(Source data)

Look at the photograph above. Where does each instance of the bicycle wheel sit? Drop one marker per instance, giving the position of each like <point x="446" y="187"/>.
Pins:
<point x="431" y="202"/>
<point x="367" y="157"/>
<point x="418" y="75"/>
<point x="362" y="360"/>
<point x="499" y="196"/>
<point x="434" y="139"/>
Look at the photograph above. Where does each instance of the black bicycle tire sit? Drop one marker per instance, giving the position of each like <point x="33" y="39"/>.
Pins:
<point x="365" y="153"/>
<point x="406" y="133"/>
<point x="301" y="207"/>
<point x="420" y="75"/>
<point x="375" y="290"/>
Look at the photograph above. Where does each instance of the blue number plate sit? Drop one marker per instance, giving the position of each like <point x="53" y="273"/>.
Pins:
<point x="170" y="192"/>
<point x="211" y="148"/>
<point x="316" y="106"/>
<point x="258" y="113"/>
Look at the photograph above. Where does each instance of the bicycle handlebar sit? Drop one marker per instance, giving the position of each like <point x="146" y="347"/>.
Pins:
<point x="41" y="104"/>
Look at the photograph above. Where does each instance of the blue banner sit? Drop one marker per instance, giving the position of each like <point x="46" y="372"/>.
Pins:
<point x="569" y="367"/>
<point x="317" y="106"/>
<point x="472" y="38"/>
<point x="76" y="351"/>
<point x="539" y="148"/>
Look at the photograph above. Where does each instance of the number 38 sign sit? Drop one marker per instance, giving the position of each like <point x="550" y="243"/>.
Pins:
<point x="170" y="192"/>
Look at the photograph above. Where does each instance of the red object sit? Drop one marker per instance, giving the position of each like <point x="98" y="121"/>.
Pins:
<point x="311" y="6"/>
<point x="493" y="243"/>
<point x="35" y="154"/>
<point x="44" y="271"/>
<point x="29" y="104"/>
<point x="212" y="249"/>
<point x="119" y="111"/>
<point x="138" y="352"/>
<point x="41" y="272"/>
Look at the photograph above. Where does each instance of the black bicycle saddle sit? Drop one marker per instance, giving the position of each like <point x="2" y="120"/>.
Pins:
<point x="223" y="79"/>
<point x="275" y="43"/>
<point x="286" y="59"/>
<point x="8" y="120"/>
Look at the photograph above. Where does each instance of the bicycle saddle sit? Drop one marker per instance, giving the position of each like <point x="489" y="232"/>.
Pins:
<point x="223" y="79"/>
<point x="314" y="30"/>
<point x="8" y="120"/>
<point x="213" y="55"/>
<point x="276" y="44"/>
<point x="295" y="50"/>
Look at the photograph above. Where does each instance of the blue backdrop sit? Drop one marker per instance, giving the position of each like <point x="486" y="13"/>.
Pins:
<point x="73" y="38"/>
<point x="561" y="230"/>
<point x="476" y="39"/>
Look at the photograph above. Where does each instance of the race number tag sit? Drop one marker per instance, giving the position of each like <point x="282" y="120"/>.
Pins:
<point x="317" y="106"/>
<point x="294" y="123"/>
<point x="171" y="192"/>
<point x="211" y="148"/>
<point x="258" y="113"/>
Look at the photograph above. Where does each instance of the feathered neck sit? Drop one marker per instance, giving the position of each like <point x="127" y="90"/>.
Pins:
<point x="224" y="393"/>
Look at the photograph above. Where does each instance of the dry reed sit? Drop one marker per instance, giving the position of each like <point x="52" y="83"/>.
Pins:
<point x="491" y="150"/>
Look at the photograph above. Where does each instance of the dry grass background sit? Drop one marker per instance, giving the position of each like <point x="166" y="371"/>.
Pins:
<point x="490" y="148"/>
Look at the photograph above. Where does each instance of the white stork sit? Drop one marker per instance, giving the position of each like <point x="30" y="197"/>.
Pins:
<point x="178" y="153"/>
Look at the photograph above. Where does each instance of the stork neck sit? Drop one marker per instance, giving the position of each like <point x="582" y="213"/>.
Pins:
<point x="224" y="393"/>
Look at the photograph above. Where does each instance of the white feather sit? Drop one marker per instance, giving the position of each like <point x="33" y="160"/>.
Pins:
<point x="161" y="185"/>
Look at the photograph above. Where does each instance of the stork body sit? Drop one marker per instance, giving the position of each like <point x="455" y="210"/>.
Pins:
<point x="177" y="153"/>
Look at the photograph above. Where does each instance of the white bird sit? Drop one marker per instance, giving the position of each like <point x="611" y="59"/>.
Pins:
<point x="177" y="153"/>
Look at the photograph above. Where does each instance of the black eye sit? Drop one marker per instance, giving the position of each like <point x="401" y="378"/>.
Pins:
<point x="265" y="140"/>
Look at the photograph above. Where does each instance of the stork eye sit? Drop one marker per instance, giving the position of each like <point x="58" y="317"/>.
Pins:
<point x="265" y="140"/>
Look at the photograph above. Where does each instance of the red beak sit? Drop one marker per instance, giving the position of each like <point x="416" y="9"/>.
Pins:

---

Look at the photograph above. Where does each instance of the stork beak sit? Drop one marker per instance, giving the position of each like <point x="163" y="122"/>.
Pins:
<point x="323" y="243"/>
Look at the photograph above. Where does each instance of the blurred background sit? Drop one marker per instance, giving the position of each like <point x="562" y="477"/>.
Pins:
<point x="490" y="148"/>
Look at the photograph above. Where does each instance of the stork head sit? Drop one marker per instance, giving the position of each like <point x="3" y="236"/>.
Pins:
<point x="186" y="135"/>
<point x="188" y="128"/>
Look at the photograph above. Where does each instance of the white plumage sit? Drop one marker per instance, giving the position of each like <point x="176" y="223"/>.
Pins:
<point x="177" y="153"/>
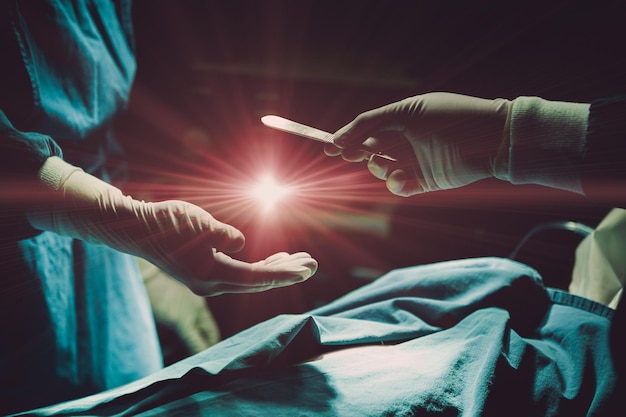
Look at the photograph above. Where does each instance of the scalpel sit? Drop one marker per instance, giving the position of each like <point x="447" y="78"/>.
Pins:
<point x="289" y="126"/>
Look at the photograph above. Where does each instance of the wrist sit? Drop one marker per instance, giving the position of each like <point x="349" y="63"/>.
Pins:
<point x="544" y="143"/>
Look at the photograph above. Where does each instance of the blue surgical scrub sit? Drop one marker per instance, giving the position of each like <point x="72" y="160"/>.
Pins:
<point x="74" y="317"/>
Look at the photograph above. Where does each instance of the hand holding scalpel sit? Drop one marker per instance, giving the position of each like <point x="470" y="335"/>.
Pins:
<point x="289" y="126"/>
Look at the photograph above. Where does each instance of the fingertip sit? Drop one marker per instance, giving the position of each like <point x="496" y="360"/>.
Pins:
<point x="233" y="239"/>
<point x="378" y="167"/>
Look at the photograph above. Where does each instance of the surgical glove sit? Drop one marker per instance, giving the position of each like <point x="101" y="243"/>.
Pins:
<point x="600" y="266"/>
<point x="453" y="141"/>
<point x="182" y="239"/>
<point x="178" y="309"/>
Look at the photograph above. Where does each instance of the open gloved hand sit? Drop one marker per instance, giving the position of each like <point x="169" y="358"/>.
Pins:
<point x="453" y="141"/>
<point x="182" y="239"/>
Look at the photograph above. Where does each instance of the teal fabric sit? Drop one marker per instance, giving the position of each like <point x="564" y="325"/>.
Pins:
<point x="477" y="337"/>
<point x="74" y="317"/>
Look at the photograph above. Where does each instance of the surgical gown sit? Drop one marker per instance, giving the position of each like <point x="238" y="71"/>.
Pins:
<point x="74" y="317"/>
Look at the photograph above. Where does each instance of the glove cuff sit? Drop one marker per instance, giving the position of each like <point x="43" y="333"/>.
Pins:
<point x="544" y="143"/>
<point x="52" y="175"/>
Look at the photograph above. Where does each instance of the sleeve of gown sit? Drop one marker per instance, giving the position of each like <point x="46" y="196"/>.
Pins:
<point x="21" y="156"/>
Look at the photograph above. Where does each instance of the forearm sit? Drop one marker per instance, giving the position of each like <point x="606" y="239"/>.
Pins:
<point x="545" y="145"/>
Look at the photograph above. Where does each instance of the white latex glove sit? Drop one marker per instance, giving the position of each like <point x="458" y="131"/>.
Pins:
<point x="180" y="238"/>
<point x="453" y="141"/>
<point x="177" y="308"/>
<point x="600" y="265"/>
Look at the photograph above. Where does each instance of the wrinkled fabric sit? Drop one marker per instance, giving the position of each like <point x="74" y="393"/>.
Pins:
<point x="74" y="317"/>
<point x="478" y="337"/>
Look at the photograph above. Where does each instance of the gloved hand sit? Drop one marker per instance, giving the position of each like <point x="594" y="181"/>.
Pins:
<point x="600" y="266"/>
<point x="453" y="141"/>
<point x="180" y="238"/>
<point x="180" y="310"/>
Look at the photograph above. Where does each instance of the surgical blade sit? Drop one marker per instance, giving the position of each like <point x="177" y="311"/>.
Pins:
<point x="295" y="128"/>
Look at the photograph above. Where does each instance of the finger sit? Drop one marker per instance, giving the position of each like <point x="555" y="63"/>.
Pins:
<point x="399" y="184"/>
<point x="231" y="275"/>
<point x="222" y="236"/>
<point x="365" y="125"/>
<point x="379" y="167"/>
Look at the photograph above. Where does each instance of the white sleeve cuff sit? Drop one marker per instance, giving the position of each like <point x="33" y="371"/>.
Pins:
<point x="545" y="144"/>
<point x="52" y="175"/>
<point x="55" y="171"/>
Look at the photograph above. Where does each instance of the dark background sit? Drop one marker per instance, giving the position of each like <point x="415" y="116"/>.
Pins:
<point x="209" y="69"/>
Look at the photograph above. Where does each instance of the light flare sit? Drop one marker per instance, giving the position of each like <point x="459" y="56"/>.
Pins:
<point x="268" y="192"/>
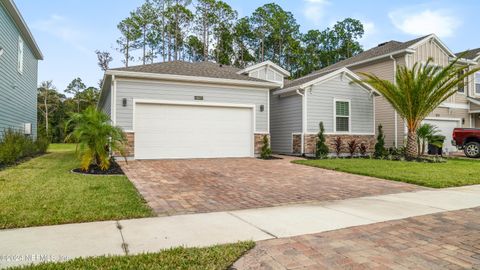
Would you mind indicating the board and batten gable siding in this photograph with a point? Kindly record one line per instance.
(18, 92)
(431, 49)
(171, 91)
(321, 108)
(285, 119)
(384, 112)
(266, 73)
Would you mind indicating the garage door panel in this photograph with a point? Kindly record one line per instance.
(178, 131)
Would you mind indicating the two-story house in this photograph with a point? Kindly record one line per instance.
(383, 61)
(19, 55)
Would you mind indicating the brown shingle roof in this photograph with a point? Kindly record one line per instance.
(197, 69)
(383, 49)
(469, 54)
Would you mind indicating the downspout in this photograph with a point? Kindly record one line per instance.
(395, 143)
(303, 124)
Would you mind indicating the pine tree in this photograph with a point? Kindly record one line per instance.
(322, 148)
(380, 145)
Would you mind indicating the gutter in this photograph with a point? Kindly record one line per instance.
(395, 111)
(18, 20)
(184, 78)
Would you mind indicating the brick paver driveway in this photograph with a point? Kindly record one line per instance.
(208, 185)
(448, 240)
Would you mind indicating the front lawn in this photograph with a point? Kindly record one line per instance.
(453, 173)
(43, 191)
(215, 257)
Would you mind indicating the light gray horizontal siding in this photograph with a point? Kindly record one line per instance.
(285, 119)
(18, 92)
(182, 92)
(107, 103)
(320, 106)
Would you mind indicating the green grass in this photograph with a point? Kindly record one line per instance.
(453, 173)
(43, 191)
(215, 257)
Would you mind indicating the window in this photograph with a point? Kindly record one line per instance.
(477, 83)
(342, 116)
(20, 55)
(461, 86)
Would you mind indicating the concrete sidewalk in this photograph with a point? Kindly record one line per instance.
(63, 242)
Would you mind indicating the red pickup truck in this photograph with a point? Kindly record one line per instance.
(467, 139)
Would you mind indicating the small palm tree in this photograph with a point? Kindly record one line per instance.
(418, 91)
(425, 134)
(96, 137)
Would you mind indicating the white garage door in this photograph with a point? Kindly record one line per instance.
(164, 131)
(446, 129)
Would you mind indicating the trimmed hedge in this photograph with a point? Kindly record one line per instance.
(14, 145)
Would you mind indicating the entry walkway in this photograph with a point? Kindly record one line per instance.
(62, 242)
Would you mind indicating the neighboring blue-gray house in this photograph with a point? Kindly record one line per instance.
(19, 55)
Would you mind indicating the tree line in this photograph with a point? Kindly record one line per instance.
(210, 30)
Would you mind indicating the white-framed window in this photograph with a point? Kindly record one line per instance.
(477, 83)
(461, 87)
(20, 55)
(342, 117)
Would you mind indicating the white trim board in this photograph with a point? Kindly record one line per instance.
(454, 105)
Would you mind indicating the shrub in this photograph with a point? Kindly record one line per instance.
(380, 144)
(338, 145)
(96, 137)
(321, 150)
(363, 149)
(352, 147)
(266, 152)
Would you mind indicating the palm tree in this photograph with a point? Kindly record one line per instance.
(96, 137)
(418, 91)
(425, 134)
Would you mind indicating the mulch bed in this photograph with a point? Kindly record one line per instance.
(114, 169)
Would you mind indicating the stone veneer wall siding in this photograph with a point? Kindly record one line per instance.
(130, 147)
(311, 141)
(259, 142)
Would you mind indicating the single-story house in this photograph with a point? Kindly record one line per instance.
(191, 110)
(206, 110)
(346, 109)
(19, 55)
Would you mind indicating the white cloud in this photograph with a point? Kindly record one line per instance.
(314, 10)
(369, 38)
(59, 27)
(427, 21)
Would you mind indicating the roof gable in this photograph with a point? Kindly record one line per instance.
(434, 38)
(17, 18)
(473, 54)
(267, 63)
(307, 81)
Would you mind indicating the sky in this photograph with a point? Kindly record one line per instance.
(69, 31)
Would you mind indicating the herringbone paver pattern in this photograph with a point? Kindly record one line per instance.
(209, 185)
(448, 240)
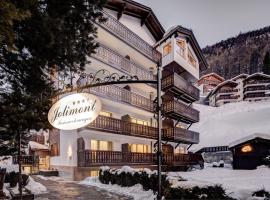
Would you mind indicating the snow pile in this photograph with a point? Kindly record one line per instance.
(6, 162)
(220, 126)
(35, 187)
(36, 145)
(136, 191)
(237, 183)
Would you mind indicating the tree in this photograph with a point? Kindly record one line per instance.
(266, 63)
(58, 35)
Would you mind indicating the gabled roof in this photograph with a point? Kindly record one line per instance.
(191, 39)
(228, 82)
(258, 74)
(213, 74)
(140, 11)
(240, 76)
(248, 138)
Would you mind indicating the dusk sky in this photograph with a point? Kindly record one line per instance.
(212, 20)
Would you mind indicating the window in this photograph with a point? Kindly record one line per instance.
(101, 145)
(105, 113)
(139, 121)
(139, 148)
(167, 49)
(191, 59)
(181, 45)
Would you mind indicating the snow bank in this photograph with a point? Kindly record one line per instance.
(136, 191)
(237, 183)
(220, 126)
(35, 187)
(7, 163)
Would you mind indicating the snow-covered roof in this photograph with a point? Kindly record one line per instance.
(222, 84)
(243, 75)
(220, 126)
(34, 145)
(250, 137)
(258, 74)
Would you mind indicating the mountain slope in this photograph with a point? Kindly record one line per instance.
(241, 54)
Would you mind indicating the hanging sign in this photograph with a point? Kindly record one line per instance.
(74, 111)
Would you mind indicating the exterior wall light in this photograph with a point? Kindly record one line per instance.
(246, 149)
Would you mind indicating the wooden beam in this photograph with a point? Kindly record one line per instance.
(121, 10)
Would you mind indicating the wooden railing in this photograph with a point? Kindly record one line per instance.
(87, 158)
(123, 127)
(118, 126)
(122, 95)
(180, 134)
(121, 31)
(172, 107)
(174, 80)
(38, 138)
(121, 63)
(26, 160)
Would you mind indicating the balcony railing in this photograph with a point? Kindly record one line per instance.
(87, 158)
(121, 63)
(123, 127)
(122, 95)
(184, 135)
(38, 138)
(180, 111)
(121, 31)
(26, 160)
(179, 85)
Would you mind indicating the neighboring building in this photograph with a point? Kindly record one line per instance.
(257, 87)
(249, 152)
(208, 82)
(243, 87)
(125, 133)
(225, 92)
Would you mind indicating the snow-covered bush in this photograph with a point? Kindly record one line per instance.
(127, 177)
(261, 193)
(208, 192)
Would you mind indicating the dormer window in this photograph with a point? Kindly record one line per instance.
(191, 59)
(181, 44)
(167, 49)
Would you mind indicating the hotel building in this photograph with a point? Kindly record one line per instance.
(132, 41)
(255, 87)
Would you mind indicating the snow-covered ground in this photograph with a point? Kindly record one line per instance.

■ **INSTRUCTIONS TO FOLLOW**:
Collect the lines of the data that carry the word "gloved".

■ **EXERCISE ANSWER**:
Look at the photograph above. Where does each instance of the open gloved hand sit? Drop one marker per instance, giving the position of each like <point x="169" y="358"/>.
Look at the photograph above. Where does each instance of the gloved hand sit? Drop one marker per instance, giving the position of each like <point x="594" y="181"/>.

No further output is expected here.